◆ AIM OF THE EXERCISE: Keep every word of the listing and drop the images when you write it out.

◆ INFORMATION SHOWN:
+++

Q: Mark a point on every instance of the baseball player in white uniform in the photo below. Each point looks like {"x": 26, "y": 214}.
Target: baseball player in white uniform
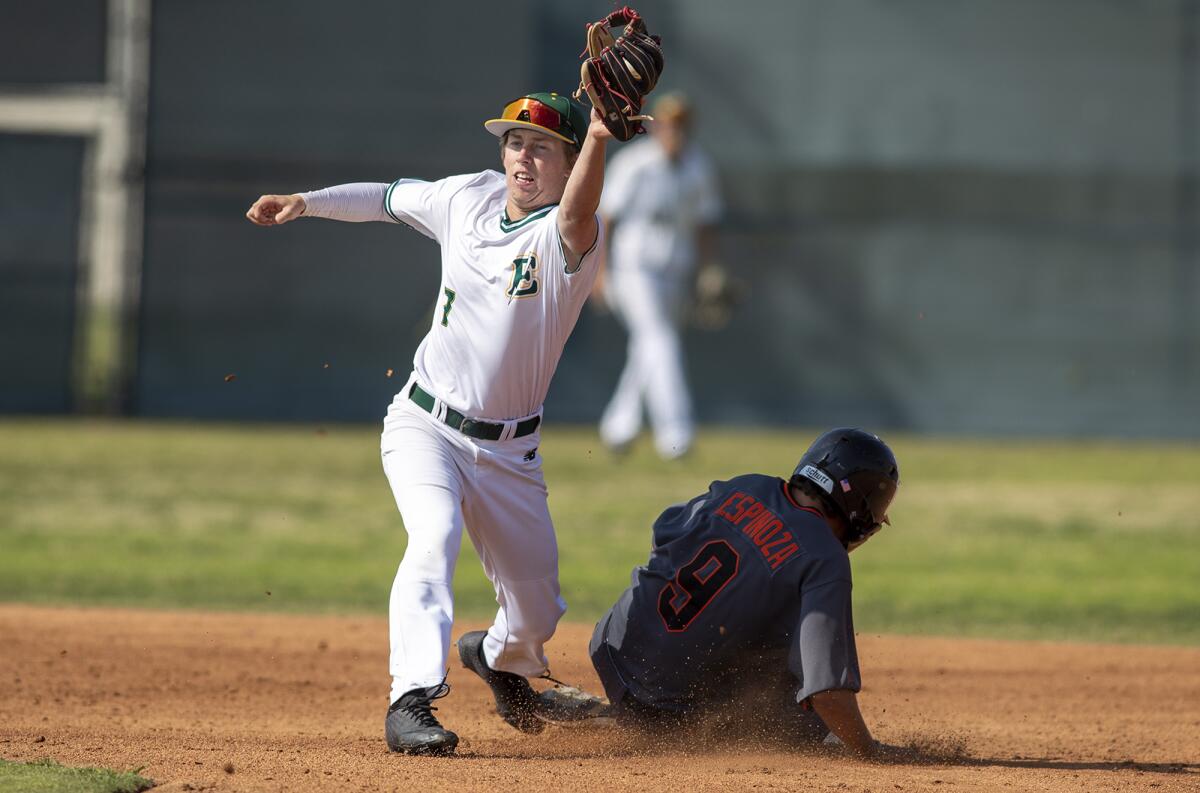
{"x": 660, "y": 203}
{"x": 460, "y": 440}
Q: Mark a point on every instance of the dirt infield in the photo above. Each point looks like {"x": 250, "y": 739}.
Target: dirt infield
{"x": 235, "y": 702}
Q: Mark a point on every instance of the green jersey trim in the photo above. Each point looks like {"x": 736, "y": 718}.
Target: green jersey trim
{"x": 387, "y": 202}
{"x": 513, "y": 226}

+++

◆ PROBLEM SOLUTION:
Q: Mark a point on every instance of the baseball player in white uniform in the photo below. Each point looks like {"x": 26, "y": 214}.
Target: baseball player in white uniform
{"x": 660, "y": 203}
{"x": 460, "y": 440}
Q: Mark a point on every instance of the dirt infield in the photo above. Each point looks like {"x": 250, "y": 739}.
Target: dirt infield
{"x": 235, "y": 702}
Q: Mark a point on every instance of the green jersey trim in the photo above. Each point looks like {"x": 736, "y": 718}.
Target: green jersey trim
{"x": 387, "y": 202}
{"x": 513, "y": 226}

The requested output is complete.